▶ Required work
Reproduce the legal excerpt below on standards of review and Colorado River abstention in its entirety, word for word.

▶ Excerpt to read

Those parts of an R. & R. that are uncontested or are not properly objected to may be reviewed, at most, for “clear error.” Alvarez Sosa v. Barr, 369 F.Supp.3d 492, 497 (E.D.N.Y. 2019) (citation omitted); see Nelson v. Smith, 618 F.Supp. 1186, 1189 (S.D.N.Y. 1985) (citing Fed.R.Civ.P. 72 advisory committee's note to 1983 addition). Clear error will only be found if after reviewing the entire record, the court is “left with the definite and firm conviction that a mistake has been committed.” United States v. Bershchansky, 788 F.3d 102, 110 (2d Cir. 2015) (citation omitted).
II. Colorado River Abstention
A motion to dismiss based on the Colorado River abstention doctrine is assessed under the same standard as a motion to dismiss for lack of subject matter jurisdiction under Federal Rule of Civil Procedure 12(b)(1). United States v. Blake, 942 F.Supp.2d 285, 292 (E.D.N.Y. 2013) (citing City of New York v. Milhelm Attea & Bros., Inc., 550 F.Supp.2d 332, 341-42 (E.D.N.Y. 2008)). This standard is “essentially identical to the Fed.R.Civ.P. 12(b)(6) standard, ” ibid., under which the court must “constru[e] the complaint liberally, accepting all factual allegations in the complaint as true, and drawing all reasonable inferences in the plaintiff's favor, ” Chambers v. Time Warner, Inc., 282 F.3d 147, 152 (2d Cir. 2002). However, “the tenet that a court must accept as true all of the allegations contained in a complaint is inapplicable to legal conclusions.” Ashcroft v. Iqbal, 556 U.S. 662, 678 (2009).

▶ Stored data
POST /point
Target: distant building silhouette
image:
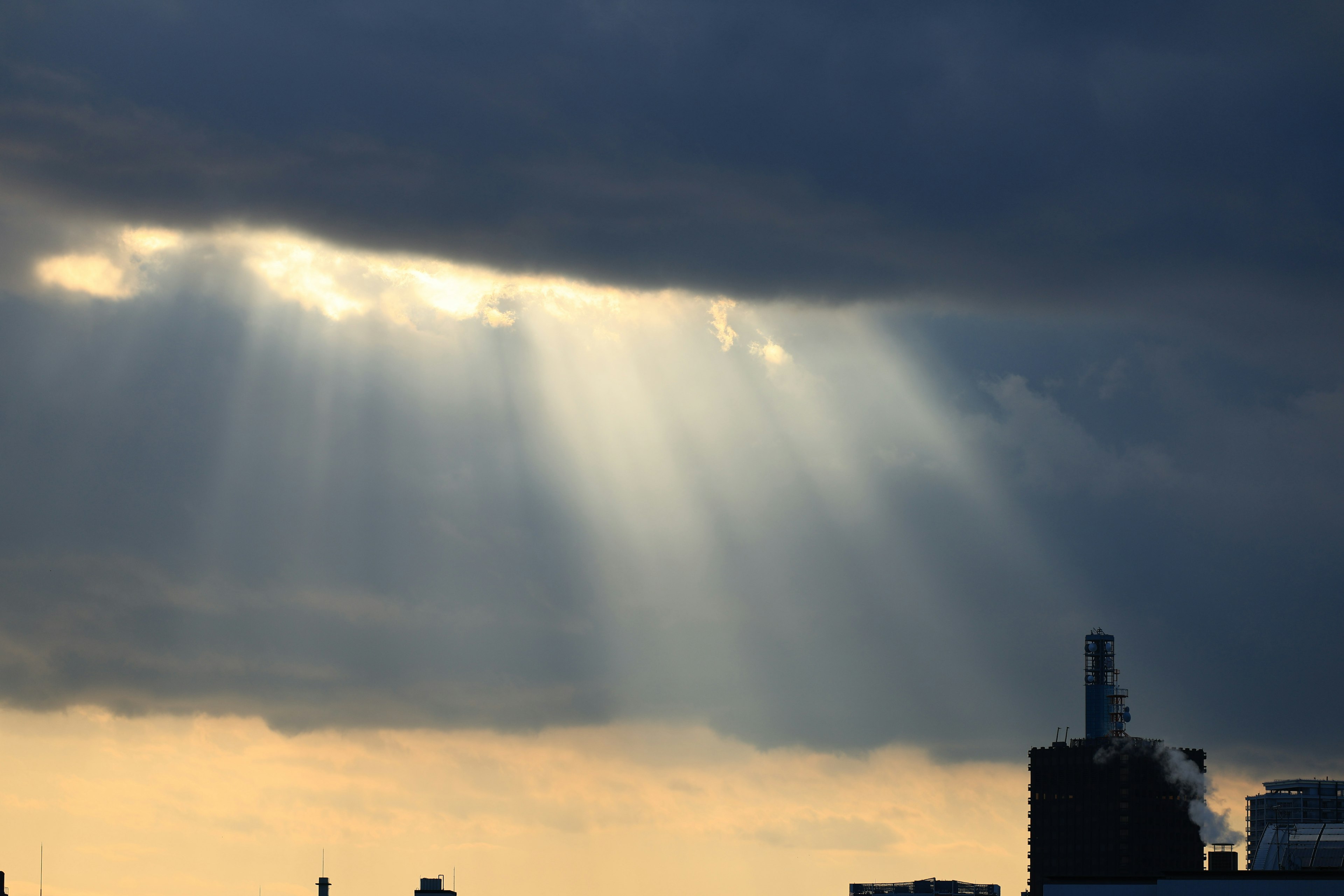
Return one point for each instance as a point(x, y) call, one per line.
point(1109, 805)
point(1292, 801)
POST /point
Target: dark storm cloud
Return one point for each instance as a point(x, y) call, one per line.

▶ Solution for this exercise
Those parts of an R. & R. that are uncontested or are not properly objected to may be reviewed, at most, for “clear error.” Alvarez Sosa v. Barr, 369 F.Supp.3d 492, 497 (E.D.N.Y. 2019) (citation omitted); see Nelson v. Smith, 618 F.Supp. 1186, 1189 (S.D.N.Y. 1985) (citing Fed.R.Civ.P. 72 advisory committee's note to 1983 addition). Clear error will only be found if after reviewing the entire record, the court is “left with the definite and firm conviction that a mistake has been committed.” United States v. Bershchansky, 788 F.3d 102, 110 (2d Cir. 2015) (citation omitted).
II. Colorado River Abstention
A motion to dismiss based on the Colorado River abstention doctrine is assessed under the same standard as a motion to dismiss for lack of subject matter jurisdiction under Federal Rule of Civil Procedure 12(b)(1). United States v. Blake, 942 F.Supp.2d 285, 292 (E.D.N.Y. 2013) (citing City of New York v. Milhelm Attea & Bros., Inc., 550 F.Supp.2d 332, 341-42 (E.D.N.Y. 2008)). This standard is “essentially identical to the Fed.R.Civ.P. 12(b)(6) standard, ” ibid., under which the court must “constru[e] the complaint liberally, accepting all factual allegations in the complaint as true, and drawing all reasonable inferences in the plaintiff's favor, ” Chambers v. Time Warner, Inc., 282 F.3d 147, 152 (2d Cir. 2002). However, “the tenet that a court must accept as true all of the allegations contained in a complaint is inapplicable to legal conclusions.” Ashcroft v. Iqbal, 556 U.S. 662, 678 (2009).